--- START OF ENTRIES SUPPLIED ---

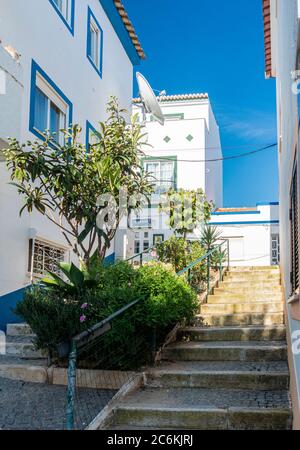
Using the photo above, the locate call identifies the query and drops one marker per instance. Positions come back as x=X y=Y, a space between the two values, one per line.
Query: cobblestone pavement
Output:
x=209 y=398
x=31 y=406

--- END OF ENTRIES SUPPLIED ---

DIRECTIONS - Can you quote every line of the entries above verbatim, omitting the pictures?

FINISHED EXERCISE -
Using the photo above, the locate call identifies the query and drops one marker per instance. Positions come back as x=X y=Y, a space between the two values, one per line.
Query: cobblestone pavement
Output:
x=209 y=398
x=31 y=406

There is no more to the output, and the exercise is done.